◆ WHAT IS EXPECTED ◆
Keyword search on "Example": report each line of the records that contains it.

Dataset entries:

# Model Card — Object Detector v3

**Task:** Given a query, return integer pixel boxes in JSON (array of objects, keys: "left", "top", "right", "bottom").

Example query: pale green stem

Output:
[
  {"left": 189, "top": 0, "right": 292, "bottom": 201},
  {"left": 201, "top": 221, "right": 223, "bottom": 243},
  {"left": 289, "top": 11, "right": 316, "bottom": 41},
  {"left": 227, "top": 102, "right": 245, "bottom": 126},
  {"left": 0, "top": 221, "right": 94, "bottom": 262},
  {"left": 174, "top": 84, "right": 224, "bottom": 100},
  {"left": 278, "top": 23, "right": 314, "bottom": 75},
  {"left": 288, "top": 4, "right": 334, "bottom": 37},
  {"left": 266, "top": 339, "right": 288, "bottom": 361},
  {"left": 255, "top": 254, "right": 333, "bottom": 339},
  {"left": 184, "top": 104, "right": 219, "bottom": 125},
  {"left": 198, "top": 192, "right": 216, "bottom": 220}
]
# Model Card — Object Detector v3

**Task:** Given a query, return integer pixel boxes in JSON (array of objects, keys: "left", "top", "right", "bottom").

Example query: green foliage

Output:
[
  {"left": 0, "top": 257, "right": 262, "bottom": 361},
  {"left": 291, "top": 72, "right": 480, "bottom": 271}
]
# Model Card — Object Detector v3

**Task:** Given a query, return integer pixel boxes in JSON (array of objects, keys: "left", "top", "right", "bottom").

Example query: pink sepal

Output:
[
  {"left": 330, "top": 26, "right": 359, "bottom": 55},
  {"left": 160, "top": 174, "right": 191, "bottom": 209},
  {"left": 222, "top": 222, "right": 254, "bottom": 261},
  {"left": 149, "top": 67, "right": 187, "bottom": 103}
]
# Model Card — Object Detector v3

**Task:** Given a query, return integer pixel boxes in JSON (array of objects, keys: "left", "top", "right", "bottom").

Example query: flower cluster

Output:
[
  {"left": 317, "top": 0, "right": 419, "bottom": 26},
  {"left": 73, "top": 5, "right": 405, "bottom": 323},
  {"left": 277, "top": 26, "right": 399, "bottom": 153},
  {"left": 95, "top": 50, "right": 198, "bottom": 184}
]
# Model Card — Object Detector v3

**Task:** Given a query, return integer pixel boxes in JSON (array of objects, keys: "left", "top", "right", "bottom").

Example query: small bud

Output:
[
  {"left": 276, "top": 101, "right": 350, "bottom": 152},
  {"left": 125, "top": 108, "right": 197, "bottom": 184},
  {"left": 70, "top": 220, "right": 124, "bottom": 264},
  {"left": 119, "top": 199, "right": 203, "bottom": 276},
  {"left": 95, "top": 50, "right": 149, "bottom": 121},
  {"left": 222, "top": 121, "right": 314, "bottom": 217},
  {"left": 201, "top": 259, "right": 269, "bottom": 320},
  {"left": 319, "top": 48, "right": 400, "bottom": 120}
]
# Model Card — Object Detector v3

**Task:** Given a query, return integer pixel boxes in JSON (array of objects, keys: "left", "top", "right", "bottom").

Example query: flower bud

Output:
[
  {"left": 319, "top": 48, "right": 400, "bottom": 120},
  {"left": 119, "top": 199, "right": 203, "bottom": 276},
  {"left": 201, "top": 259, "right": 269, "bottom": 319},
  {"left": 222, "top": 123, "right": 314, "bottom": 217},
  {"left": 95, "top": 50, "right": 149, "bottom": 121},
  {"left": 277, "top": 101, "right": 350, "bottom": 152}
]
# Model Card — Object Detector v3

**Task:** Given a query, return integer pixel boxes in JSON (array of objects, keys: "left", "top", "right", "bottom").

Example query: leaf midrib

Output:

◆ ANSWER TO THIS PROBLEM ◆
Example query: pale green stem
Example query: green foliage
Example query: pink sepal
Example query: flower cluster
Example query: small bud
Example query: flower bud
Example query: leaf midrib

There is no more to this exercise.